Scan the listing for the word "positive", and copy out each line where it is found.
++++ DATA PROVIDED
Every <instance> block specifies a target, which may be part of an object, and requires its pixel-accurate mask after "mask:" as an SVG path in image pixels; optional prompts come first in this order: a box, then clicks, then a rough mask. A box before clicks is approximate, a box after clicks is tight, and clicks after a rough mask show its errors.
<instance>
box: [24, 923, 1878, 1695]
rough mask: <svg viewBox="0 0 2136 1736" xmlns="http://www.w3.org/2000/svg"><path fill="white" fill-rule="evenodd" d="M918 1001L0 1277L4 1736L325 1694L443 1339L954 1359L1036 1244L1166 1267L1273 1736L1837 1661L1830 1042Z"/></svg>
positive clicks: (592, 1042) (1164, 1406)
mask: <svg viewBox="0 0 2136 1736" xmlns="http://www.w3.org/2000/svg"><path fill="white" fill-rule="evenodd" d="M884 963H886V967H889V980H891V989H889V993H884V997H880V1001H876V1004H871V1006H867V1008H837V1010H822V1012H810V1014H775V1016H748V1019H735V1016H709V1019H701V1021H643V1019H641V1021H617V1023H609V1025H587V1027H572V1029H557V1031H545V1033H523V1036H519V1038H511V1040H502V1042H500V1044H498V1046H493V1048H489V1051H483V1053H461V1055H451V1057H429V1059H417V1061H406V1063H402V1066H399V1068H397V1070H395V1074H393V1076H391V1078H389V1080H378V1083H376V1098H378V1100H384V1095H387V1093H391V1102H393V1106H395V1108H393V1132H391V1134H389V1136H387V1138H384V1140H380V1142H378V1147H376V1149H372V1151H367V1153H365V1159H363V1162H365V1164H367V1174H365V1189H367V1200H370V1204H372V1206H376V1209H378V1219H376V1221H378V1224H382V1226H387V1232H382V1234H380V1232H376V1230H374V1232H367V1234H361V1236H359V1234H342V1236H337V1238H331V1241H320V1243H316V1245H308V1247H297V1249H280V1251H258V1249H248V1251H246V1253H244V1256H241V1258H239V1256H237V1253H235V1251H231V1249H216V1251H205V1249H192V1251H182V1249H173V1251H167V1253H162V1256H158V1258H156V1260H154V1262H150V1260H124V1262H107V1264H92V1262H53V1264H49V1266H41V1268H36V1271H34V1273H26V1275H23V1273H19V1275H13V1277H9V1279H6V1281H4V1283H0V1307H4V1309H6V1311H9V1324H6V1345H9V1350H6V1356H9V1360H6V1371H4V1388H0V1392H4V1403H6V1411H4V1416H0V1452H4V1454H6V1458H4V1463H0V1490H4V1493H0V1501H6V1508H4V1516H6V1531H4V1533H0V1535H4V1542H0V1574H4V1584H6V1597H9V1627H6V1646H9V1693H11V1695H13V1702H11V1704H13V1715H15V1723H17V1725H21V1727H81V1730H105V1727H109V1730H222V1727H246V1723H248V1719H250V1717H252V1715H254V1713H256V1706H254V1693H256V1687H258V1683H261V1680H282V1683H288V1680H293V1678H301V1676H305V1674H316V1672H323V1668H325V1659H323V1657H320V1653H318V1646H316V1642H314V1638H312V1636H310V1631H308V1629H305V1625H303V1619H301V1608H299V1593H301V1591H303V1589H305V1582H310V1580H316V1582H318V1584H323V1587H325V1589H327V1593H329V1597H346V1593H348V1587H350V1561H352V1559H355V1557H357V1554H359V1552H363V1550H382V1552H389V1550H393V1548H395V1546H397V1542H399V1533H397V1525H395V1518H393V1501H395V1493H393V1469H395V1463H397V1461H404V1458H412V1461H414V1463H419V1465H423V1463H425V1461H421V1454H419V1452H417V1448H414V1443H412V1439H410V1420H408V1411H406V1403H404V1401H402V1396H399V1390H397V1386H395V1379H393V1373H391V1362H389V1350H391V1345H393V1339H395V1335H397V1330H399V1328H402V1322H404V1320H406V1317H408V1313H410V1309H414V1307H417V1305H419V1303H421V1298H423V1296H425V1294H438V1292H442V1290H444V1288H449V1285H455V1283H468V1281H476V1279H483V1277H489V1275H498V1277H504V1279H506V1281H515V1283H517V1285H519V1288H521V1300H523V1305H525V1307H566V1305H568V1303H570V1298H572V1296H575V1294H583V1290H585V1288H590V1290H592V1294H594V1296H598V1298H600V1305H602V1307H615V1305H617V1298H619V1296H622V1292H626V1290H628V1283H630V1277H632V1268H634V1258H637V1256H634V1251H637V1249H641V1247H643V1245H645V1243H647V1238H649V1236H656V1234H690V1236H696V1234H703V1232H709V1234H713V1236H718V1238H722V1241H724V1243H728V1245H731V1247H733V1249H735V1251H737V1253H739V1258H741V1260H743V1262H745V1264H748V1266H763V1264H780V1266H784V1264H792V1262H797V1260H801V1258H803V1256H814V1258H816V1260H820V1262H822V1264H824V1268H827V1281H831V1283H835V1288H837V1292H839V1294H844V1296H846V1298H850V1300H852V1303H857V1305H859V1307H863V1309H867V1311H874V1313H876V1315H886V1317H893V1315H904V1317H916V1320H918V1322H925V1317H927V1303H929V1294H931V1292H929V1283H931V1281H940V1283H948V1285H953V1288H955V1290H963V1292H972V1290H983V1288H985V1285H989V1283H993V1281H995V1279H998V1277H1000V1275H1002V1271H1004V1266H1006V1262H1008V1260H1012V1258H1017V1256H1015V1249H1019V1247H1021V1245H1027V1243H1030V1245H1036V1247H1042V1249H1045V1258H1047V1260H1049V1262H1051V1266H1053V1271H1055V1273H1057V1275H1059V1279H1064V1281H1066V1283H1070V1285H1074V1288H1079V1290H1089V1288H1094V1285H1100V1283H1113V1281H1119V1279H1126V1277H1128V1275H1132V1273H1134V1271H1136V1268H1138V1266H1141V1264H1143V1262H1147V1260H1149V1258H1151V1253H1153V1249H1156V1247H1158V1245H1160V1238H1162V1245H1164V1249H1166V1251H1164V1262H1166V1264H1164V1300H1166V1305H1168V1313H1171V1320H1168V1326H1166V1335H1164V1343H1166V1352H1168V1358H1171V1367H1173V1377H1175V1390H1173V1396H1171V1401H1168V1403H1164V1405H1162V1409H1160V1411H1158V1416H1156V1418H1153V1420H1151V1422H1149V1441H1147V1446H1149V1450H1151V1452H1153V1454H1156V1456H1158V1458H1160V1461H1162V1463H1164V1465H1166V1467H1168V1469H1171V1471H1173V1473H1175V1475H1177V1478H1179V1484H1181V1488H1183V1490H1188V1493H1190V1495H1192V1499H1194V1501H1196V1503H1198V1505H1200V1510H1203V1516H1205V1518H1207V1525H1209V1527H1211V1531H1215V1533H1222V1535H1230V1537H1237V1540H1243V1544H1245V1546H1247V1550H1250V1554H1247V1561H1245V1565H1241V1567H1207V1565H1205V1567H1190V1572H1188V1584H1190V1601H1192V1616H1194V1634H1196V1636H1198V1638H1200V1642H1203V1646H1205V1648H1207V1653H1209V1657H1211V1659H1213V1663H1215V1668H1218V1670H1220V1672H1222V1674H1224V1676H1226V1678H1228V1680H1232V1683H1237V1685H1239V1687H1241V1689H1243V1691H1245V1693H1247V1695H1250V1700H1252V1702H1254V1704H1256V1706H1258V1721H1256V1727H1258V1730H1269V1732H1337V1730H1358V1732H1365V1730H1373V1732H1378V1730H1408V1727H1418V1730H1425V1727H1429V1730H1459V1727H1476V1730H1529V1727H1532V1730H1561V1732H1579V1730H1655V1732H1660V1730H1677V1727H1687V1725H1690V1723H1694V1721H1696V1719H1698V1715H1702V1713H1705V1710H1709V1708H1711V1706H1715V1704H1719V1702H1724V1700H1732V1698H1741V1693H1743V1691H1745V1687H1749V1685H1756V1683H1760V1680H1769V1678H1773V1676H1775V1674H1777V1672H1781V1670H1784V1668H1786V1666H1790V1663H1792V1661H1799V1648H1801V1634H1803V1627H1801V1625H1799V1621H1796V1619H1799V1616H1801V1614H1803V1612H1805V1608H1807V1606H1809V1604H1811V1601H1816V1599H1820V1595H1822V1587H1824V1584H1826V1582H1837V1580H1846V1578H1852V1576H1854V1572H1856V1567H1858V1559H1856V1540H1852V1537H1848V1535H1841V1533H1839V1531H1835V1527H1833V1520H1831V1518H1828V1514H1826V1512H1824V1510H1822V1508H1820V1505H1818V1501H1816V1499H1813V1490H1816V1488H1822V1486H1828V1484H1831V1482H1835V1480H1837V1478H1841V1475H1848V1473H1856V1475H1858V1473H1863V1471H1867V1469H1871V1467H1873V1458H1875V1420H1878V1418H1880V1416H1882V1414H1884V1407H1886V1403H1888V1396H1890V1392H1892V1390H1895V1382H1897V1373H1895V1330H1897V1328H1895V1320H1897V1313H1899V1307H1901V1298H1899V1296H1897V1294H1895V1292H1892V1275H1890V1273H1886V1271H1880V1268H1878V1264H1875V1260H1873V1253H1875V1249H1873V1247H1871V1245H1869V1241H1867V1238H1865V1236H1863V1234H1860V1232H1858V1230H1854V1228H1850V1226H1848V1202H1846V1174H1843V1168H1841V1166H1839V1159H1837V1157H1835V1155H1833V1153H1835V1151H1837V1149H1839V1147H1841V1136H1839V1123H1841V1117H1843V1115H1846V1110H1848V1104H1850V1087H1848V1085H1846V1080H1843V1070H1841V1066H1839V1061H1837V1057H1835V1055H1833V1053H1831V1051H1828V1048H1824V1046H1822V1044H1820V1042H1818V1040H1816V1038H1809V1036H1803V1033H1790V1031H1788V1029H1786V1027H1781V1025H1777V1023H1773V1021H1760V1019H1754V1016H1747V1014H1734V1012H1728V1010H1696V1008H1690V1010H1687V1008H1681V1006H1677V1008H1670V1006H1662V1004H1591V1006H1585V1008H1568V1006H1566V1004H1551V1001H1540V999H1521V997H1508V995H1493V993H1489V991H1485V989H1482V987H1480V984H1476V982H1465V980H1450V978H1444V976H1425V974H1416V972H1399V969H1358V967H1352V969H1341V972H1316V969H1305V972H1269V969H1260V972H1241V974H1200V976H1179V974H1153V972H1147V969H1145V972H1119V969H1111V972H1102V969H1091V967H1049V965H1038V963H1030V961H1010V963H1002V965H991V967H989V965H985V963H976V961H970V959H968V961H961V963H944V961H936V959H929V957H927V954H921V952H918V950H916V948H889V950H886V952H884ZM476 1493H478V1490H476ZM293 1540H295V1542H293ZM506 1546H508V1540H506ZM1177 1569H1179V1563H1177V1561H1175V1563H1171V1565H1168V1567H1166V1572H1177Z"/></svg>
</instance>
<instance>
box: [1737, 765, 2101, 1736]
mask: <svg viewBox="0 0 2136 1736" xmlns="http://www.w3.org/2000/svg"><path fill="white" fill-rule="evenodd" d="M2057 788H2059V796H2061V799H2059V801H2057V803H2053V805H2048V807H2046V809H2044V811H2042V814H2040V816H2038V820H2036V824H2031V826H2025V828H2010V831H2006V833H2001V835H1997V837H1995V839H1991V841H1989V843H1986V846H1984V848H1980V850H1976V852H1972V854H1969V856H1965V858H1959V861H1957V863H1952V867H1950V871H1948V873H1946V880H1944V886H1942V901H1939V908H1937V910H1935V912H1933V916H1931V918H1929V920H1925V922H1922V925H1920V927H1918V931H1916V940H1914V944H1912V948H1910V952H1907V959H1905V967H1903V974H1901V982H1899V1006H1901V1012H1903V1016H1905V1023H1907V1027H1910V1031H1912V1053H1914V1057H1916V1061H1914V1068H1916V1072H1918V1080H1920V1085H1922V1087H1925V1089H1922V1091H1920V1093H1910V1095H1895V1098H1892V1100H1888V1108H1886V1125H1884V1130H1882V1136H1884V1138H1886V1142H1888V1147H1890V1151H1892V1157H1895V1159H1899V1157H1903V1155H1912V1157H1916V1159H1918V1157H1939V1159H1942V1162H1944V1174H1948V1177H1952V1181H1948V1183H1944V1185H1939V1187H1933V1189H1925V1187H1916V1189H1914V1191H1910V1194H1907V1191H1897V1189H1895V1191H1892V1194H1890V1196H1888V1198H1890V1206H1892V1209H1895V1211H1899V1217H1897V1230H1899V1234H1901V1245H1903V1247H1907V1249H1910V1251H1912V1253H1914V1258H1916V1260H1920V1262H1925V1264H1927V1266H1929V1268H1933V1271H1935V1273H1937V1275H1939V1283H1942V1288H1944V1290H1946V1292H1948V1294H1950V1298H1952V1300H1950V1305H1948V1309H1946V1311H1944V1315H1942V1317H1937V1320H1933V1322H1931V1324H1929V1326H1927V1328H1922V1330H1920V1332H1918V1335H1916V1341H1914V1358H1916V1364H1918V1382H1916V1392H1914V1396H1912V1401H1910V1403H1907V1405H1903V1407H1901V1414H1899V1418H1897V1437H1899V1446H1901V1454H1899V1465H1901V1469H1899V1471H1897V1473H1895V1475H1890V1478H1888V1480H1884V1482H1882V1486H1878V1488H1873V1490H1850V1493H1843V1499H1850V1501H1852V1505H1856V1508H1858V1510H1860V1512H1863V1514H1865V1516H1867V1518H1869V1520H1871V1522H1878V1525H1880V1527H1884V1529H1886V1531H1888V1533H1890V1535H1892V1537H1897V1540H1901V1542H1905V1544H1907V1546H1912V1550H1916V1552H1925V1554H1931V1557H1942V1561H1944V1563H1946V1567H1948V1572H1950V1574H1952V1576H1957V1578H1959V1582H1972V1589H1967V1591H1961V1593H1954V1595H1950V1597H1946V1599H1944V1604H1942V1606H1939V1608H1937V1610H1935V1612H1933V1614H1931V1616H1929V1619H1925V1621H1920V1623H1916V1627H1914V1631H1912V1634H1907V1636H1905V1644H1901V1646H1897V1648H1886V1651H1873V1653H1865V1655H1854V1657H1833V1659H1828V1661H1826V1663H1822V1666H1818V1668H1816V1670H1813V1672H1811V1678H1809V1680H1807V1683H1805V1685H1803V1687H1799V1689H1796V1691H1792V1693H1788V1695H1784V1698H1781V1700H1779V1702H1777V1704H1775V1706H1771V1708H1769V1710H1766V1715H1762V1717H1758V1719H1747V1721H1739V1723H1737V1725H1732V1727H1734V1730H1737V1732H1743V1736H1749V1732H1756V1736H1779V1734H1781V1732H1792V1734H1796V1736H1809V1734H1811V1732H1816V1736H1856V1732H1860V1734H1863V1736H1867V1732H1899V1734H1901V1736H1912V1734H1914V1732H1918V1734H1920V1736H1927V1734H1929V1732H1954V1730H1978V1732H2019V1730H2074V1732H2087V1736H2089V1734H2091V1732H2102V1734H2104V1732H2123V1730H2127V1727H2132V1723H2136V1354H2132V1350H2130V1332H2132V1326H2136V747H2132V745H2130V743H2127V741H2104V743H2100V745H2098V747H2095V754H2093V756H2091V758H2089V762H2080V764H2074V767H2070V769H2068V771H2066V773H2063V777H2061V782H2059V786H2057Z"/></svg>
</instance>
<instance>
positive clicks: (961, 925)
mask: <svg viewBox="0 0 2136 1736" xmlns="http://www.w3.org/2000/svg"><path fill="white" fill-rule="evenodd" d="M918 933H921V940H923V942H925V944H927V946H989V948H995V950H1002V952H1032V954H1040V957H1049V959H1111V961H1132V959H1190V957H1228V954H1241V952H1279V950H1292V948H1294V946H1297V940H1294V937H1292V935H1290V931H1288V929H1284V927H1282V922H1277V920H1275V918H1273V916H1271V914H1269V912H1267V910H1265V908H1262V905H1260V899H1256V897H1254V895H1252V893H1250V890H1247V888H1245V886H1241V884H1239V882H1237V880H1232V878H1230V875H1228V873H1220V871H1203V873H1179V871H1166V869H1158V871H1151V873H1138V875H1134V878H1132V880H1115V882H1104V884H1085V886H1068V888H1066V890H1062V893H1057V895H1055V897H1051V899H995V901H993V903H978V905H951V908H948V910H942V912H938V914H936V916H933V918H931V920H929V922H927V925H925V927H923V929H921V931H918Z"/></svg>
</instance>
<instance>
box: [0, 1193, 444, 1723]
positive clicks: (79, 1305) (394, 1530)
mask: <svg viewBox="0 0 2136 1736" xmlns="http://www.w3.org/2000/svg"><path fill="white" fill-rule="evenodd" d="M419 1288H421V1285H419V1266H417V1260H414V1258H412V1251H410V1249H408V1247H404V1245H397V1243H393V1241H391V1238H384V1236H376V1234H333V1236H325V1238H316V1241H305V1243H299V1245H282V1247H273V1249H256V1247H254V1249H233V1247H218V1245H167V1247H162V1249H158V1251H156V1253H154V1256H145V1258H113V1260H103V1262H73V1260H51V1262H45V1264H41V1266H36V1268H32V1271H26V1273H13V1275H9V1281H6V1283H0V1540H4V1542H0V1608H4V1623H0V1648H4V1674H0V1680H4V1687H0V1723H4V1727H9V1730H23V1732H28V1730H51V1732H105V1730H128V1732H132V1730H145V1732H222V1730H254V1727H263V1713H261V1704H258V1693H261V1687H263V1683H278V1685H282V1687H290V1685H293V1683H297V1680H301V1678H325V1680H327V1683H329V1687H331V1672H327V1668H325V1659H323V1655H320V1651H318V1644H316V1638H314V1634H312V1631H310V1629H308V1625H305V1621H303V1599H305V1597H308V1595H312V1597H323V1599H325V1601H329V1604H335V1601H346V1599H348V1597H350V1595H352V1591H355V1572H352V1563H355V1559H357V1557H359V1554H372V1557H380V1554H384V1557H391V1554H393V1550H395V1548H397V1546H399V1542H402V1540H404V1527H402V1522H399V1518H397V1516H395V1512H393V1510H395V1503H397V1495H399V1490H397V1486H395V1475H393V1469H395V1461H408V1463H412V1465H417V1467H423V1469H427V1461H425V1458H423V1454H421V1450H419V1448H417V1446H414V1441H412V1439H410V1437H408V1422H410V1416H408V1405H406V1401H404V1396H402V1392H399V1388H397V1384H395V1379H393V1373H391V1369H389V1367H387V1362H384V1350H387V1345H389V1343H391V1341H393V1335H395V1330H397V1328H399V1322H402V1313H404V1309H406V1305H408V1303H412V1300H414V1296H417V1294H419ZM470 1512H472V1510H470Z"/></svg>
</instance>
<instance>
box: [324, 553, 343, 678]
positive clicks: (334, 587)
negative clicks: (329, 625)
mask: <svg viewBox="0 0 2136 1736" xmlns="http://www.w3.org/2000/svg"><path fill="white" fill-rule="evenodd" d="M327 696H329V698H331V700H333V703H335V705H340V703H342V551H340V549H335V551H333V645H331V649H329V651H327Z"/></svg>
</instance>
++++++++
**SOLUTION TO THIS PROBLEM**
positive clicks: (592, 1042) (1164, 1406)
positive clicks: (961, 925)
positive clicks: (79, 1305) (394, 1530)
positive clicks: (334, 587)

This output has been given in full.